_What to work on_:
**a.** In the review of Rachel Getting Married, which actor plays Kym?
**b.** Extend the review of Rachel Getting Married past its final sentence.

_Document passage_:
▶
Jonathan Demme's Rachel Getting Married bored the crap right out my ass. I saw it without wearing a watch because mine gave me a rash on my wrist. Then the rash started to ooze, so I to put the Timex on eBay. Seeing a really fucking tedious movie about New England WASPS and having no idea how much longer it lasts is hell. Except, in hell someone is also rubbing your nuts with sandpaper. Even if you're a girl. Satan gives everyone balls.

Rachel Geting Married is a bad New Yorker short story come to life. Now, I have a real soft spot for the The New Yorker. I think it's a fucking brilliant magazine and the only one in the world worth its purchase price. There are millions of words in every issue, and most of them are correct. The magazine is famous for its fiction, but the fiction mostly sucks ass when it's not written by Junot Diaz or Leonard Michaels. Some of it is slightly exotic stories of middle-class misery in India, Africa or Japan. The New Yorker's stock in trade, though, is boring-ass stories of New England WASPS very slowly discovering--through some vague, revelatory minor action--that they are in suburban malaise. Boo-fucking-hoo.

No group of people is more over-represented in American literature than New England WASPS. Maybe that's because those assholes go to fancy East-coast colleges and take a lot of short-story writing classes. Maybe it's because a shitload of pretentious college kids want to be J.D. Salinger, and when they miss the mark they land here. Probably, though, it's because New England WASPS are the most self-involved pricks in the world. They think they're problems are special and unique, that people give a shit whether they're happy or not.

I sure don't. Which is the problem with Rachel Getting Married. I never gave a shit because no matter how well acted it is, it's nothing new and it's sort of self-pitying. Jonathan Demme bases the story during the fancy wedding weekend of a vaguely wealthy (they always are) family in Connecticut. Kym (Anne Hathaway) is a recovering addict and sister to the bride (Rosemarie DeWitt). She's let out of rehab for the weekend and comes home to a house full of tense people and a doting father (Bill Irwin) scared shitless that she is going to snort the wedding cake or mainline the lambchops. Backstory reveals that her family once had a boy child. In one of Hathaway's drug-addled hazes many years before, she crashed a car and killed him. This left a melancholy haze over the entire family, and Hathaway with enough guilt to fill a temple.
◀
_Records provided_:
▶
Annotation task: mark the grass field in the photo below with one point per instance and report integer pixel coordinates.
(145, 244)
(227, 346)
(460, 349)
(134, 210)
◀
_The responses_:
**a.** Anne Hathaway

**b.**
Hathaway fucks up the weekend and the extremely fragile peace that her father, mother (debra Winger) and sister have made with the lost child. She is self-centered and thinks everyone else should be as absorbed by her sobriety as she is. When her sister announces that she's pregnant, Hathaway is mad that the declaration interrupts an argument she's having. She doesn't get stoned, but the movie suggests that we're supposed to worry she might. Hell, I would have been thrilled if she did. It would have given her something to do. Which, I'm pretty sure, is exactly why people get stoned. The movie ends with the lame vagueness of awful New Yorker short stories that think profundity means leaving the characters staring off into the distance with uncertainty. It's a high-brow cliche, only pulled off well by Raymond Carver.

Rachel Getting Married is full of really swell acting in search of something interesting to do. Really, the acting, outside of Irwin, who opens and closes his mouth like a Muppet, is outstanding. Hathaway is going Oscar Commando here. She's dreaming of some glad for the mantle and tries to look as awful as she can; cutting her own hair, wearing no makeup; and acting ugly. And she's good. The camera is dedicated to the actors, letting them live out every thespian's wet dream of close-ups, talky dialog, small motions and nervous insecurity. But powerful acting is like green vegetables. A little goes a long way. After a while, all the drama feels like it's for the sake of the people making the movie, not the audience's.

The movie is shot cinema verite style, I think on video. The intent is to make it feel authentic. The camera wanders through the big colonial house, across the yard, past the pool and into the wedding tent. We're supposed to be a guest at the party. The problem is, weddings suck ass, and the intimate details of them suck lower intestine. Holy crap, if there is a more pointless, overblown event in anyone's life I don't know what it is. They are usually a big jerk-off fest for the bride, fueled by a million glossy magazines and someone else's checkbook. Something to do for a few months, planning a big-ass event that everyone will pretend is fun, but nobody enjoys much unless there's an open bar. Spending two hours at my own sisters' weddings was painful enough. Having to sit through this one and not getting the hooch is pure torture. Partly because I didn't like the people.

Demme seems to be proud of his "eclectic" wedding, with Robyn Hitchcock playing music, mutli-cultural participants, Indian decorations, and an all-night dance party that really feels like it takes all fucking night. To me it's all overblown and pretentious. Demme must be in love with the idea that real life is full of tedium. There is a ten minute scene where two men see who can better fill a dishwasher. It wouldn't be interesting if your dad and brother-in-law did it, and it's no more interesting here. A rehearsal dinner takes for-fucking-ever. There are speeches upon speeches, most of which add nothing to the story except the idea that the guests aren't very original people. Music is supposed to be an important part of this family, but I never understood why. And the drawn-out displays of it feel like riding in the car of some asshole who tells everyone how "into" music he is.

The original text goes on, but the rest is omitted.